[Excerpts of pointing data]
+-------+
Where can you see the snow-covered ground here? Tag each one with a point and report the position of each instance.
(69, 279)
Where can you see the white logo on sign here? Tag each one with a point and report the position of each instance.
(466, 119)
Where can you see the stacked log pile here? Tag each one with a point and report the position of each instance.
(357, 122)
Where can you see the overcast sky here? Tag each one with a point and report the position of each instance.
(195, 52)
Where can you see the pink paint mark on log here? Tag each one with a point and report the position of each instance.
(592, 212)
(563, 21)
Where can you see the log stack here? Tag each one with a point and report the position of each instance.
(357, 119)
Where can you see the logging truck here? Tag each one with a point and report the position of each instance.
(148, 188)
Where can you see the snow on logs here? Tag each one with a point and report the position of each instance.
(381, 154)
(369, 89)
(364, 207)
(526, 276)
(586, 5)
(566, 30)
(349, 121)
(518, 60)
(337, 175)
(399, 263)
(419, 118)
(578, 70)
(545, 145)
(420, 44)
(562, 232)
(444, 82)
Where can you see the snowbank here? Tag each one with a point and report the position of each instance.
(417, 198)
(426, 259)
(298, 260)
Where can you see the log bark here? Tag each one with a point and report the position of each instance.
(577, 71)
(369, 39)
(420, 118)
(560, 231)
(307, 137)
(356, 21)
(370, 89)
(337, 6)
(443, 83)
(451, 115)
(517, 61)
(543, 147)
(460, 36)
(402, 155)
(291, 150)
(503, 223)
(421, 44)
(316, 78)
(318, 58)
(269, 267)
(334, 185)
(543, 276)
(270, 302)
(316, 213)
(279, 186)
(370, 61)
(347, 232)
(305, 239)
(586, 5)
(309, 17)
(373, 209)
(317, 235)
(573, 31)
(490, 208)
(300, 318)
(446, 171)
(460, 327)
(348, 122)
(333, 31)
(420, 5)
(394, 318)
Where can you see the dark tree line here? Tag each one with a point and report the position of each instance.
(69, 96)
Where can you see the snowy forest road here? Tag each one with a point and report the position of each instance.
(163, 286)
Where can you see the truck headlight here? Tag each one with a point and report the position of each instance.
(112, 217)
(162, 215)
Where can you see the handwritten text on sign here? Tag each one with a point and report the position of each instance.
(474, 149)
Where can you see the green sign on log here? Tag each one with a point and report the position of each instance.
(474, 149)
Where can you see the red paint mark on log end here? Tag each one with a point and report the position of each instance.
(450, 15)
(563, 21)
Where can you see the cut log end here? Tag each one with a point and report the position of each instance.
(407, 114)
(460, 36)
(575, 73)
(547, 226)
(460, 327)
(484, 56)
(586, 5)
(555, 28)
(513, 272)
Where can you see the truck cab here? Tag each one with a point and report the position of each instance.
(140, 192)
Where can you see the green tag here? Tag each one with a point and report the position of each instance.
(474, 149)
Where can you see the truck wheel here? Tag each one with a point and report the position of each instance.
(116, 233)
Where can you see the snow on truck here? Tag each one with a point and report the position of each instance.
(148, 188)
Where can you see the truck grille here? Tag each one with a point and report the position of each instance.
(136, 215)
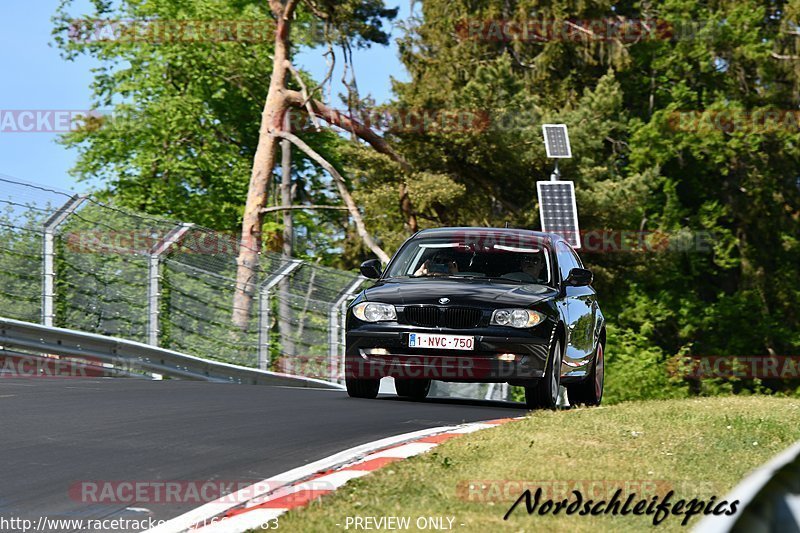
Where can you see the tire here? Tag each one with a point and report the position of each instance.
(589, 392)
(362, 388)
(544, 395)
(416, 389)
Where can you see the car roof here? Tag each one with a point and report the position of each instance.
(549, 238)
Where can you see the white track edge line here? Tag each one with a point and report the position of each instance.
(213, 509)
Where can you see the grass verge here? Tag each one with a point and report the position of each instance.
+-------+
Rewrite all the rows above, changing "Tag each one with a point" to "Mark each one with a dot" and keeping everything else the same. Leave the pictures out of your answer.

Where can you see the snow-covered ground here? Mark each one with a dot and report the position of each instance.
(69, 279)
Where can you see the white logo on sign here? Mark each one with a dot and report the position of each instance.
(466, 119)
Where can you see the stacked log pile here? Mark each one with a dot and report the position of each instance.
(357, 122)
Where can you see the overcast sky here? Mark each one with a dot and report the position of each instance.
(195, 52)
Where can you see the pink paint mark on log here? Mark each one with a dot and report the position of each instance.
(592, 212)
(563, 21)
Where can you see the log stack here? Mark each one with a dot and report the position of each instance.
(357, 119)
Where can you see the logging truck here? Mark each one with a dot and report the position of each instance.
(148, 188)
Where can you see the snow on logs here? Mark each one with a dot and report the position of each instance.
(381, 154)
(369, 89)
(364, 207)
(526, 276)
(586, 5)
(566, 30)
(349, 121)
(518, 60)
(337, 175)
(399, 263)
(419, 118)
(578, 70)
(545, 145)
(420, 44)
(562, 232)
(444, 82)
Where can you see the snowbank here? Mark each one with a dot and report the position of each instance.
(417, 198)
(426, 259)
(298, 260)
Where can you see the log bark here? Mark each one with a dot and report the position of each instance.
(577, 71)
(369, 39)
(420, 118)
(560, 231)
(307, 137)
(356, 21)
(370, 89)
(337, 6)
(443, 83)
(451, 115)
(517, 61)
(543, 147)
(460, 36)
(402, 155)
(291, 150)
(503, 223)
(421, 44)
(316, 78)
(318, 58)
(269, 267)
(334, 185)
(543, 276)
(270, 302)
(316, 213)
(279, 186)
(370, 61)
(347, 232)
(305, 239)
(586, 5)
(309, 17)
(373, 209)
(317, 235)
(573, 31)
(490, 208)
(300, 318)
(446, 171)
(460, 327)
(348, 122)
(333, 31)
(420, 5)
(394, 318)
Where can you see the dark tree line here? Mark each one with a dot and report the position of each instance.
(69, 96)
Where can you see the snowy forest road here? Mark each one with a dot and report the position of each instance.
(163, 286)
Where can you see the truck headlight here? Mark each one with a dot and report the position of each instance.
(112, 217)
(162, 215)
Where can you see the handwritten text on sign here? Mark each one with a dot and report the position of each instance.
(474, 149)
Where can you see the green sign on log here? Mark each one with a dot and report the position of each instance.
(474, 149)
Where can you see the red paint mark on log end here? Mark each one with a dot and report the position of each instance.
(450, 15)
(563, 21)
Where can you see the cut log end here? Mark each one with a dot and report the position of each instance.
(407, 114)
(460, 36)
(575, 73)
(547, 226)
(460, 327)
(484, 56)
(586, 5)
(555, 28)
(513, 272)
Where can you see the truck cab here? Mark each one with a dot and report the position of each instance.
(140, 192)
Where can you see the green tag here? Mark each one with a dot and report the position of each instance.
(474, 149)
Where can you see the truck wheel here? Mark each one with a dot and report the position of each instance.
(116, 233)
Where can you see the snow on truck here? Mark each one with a dot and report the position of each instance.
(148, 188)
Where can you see the truck grille here? Mark each one with a dot and report the position of each instance.
(136, 215)
Where can you see the tire here? Mark each one with a dot and report the position of each instance.
(589, 392)
(362, 388)
(544, 395)
(416, 389)
Where can you see the car roof here? Mark each one with a dot and report the position of each instance.
(549, 238)
Where can you see the white track edge line here? Mark each one with a dot and report the position of each instance.
(213, 509)
Where can you see the grass verge here? Mark each one with a dot and report the position of each instance.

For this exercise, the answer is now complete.